━━━ Potongan Dokumen ━━━
Lihat ke Halaman Asli

Joni Iskandar

Muda, Melankolis & Senyap

Awas! Rasa Iba dan Bahagia Sudah Jadi Komoditas

Diperbarui: 17 Mei 2017   21:14

Kompasiana adalah platform blog. Konten ini menjadi tanggung jawab bloger dan tidak mewakili pandangan redaksi Kompas.

Ekonomi. Sumber ilustrasi: PEXELS/Caruizp

Beberapa waktu lalu, saya membaca status Facebook kawan saya. Ia mengisahkan pertemuannya dengan seorang ibu paruh baya di jalan. Dari penuturan si ibu, ia datang dari desa untuk mencari anaknya ke kota. Sialnya, si ibu kehabisan ongkos dan belum menemukan dimana alamat anaknya.

Tentu saja tujuan si kawan membuat status di Facebook dengan mengunggah beberapa Poto si ibu, agar anak atau ada dari kerabat ibu yang ada di kota bisa saling bertemu. Minimal ada orang yang mengenal ibu tersebut dan bersedia membantunya.

Sebelum berpisah, kawan saya memberi si ibu uang ongkos untuk melanjutkan perjalanan.

Dalam waktu singkat, status kawan saya jadi viral. Ada banyak komen dan ribuan share statusnya. Foto dan kisah si ibu banyak menuai simpati dari para pembaca. Jangankan kawan saya yang menemuinya secara langsung, yang membaca statusnya saja banyak merasa simpati pada si ibu. Saya pun turut hanyut dalam rasa iba.

Saya tertarik mencari tahu bagaimana kelanjutan kisah si ibu, apakah dia sudah bertemu dengan anaknya atau belom. Saya buka kolom komentar dan membacanya secara seksama. Banyak yang simpati. Namun banyak juga berkomentar negatif cenderung pedas. Meraka bilang si ibu modus. Sampai ada satu status yang membuat rasa iba saya hancur berkeping keping.
━━━
Tujuan Tugas -
Tolong sebutkan apa yang diberikan kawan penulis kepada si ibu sebelum mereka berpisah, menurut tulisan tentang rasa iba yang menjadi komoditas.
━━━ Bahan yang Diberikan ━━━
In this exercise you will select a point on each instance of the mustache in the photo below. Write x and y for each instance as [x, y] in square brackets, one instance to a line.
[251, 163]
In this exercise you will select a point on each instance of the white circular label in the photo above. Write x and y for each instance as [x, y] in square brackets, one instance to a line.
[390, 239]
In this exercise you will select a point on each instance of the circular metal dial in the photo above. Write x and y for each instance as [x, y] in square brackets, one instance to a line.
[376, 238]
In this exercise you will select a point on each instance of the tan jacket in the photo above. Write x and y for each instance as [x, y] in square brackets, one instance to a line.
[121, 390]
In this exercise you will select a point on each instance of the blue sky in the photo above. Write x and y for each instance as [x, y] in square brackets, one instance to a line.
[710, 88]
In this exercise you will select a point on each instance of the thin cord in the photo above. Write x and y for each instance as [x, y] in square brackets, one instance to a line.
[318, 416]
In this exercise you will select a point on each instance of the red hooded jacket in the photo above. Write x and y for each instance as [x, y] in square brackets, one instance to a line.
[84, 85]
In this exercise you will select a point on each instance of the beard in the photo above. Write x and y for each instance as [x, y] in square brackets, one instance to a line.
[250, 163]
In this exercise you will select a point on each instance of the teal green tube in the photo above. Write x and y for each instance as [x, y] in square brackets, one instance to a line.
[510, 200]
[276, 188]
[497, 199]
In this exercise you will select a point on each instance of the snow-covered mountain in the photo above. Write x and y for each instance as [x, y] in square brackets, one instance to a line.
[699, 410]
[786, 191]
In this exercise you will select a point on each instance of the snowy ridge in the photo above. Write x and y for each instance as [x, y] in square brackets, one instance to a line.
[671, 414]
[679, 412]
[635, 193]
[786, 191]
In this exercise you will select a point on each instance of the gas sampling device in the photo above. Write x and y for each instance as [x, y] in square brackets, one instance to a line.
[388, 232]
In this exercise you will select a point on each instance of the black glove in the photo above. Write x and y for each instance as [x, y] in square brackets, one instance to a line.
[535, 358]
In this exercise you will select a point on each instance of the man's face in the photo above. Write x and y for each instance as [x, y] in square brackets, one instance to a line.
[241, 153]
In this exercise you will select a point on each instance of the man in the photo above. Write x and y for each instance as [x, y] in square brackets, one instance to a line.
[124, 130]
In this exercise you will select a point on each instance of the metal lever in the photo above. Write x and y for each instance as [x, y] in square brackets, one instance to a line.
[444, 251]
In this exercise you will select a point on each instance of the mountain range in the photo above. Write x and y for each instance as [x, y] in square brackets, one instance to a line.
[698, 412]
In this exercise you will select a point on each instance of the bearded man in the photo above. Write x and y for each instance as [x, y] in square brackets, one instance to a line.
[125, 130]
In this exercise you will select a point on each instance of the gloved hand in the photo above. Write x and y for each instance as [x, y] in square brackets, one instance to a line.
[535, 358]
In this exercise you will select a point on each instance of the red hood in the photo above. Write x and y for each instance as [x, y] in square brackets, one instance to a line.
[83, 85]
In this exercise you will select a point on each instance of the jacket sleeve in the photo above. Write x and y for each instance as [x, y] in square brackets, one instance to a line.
━━━
Jawaban Latihan -
Uang ongkos untuk melanjutkan perjalanan.